* Begin MATERIAL FOR THIS EXERCISE *
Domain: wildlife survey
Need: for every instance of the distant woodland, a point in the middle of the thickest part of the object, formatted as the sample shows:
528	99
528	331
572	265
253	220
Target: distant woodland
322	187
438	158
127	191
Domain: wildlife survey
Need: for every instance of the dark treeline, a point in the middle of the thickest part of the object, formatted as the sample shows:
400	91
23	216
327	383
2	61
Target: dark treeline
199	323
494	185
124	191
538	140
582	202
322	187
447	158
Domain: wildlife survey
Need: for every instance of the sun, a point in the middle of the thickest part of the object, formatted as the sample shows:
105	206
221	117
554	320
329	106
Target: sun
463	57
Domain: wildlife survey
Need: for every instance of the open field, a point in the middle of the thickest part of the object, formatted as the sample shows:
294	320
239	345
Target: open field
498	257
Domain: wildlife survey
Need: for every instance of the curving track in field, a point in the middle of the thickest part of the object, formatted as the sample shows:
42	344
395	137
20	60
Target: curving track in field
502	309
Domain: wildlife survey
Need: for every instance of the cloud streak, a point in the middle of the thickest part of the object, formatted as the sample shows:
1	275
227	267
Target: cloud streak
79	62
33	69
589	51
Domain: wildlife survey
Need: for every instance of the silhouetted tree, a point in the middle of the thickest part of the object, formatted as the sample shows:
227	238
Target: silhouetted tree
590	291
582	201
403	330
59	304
* End MATERIAL FOR THIS EXERCISE *
* **WHAT THIS TASK INVOLVES**
Output the full listing without altering anything.

* **RESULT OF THIS TASK**
Domain: wildlife survey
Need: for every instance of the distant woodland, a point in the middle of the thickest part of the object, formatted as the sample shows:
528	99
528	331
572	265
253	220
Target: distant woodland
322	187
438	158
127	191
Domain: wildlife survey
Need: for every instance of the dark treeline, a point in the middle of the thickest part of the object, formatted as the sample shows:
400	91
23	216
327	383
2	61
Target: dark treeline
199	323
494	185
124	191
538	140
582	202
322	187
447	158
Domain: wildlife survey
Need: for every instance of the sun, a point in the middle of the thickest part of the object, formatted as the sample shows:
105	206
221	117
554	320
329	106
Target: sun
463	57
Domain: wildlife survey
Need: for every instance of the open field, a point in the middle of the thickest part of the object, formatted as the sample shows:
294	320
239	345
Target: open field
498	257
Domain: wildlife survey
Need: for every instance of the curving track in field, a point in the middle of the thickest part of the object, formatted as the sample shows:
42	344
395	137
20	60
Target: curving track in field
502	309
Domain: wildlife survey
Need: for every instance of the cloud streak, a point in the middle of the thickest part of the object, formatted as the sample shows:
1	275
227	267
Target: cloud streak
79	62
33	69
589	51
Domain: wildlife survey
Need: for every instance of the silhouetted tree, a point in the middle of the thickest part of the object, formatted as the sample shows:
227	238
Target: silhouetted tree
590	291
582	201
403	330
59	304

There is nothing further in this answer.